> [RECORD EXTRACTS]

# # # # #

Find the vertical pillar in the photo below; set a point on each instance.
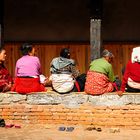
(95, 10)
(95, 38)
(1, 22)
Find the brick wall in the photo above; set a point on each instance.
(86, 114)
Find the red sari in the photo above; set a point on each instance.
(97, 83)
(27, 85)
(5, 77)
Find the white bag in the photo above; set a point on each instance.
(62, 83)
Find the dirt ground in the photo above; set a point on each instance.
(51, 132)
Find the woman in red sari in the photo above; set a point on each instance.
(5, 78)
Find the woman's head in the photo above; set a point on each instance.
(2, 55)
(108, 55)
(27, 49)
(65, 53)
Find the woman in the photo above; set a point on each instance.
(131, 78)
(5, 78)
(100, 76)
(28, 71)
(64, 75)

# # # # #

Set down every line of the entries above again, exactly as written, but not the pictures.

Find the vertical pillar in the photo below; set a point on each instance.
(95, 10)
(95, 38)
(1, 22)
Find the brick wall in the photo above; set a point on each instance.
(86, 114)
Find the red sari in the photo above; set a point on each instance.
(97, 83)
(27, 85)
(5, 77)
Find the white bag in the photo above; set a point on each instance.
(62, 83)
Find the dirt ground in the photo above; set a point on each instance.
(51, 132)
Find the woman in red sari in the photo above; set a point on each instance.
(5, 78)
Find the woman's head in the photo above; set a point on each instance.
(2, 55)
(108, 55)
(27, 49)
(65, 53)
Find the woman in the photo above; set a point on each instance.
(131, 78)
(5, 78)
(100, 76)
(28, 71)
(64, 75)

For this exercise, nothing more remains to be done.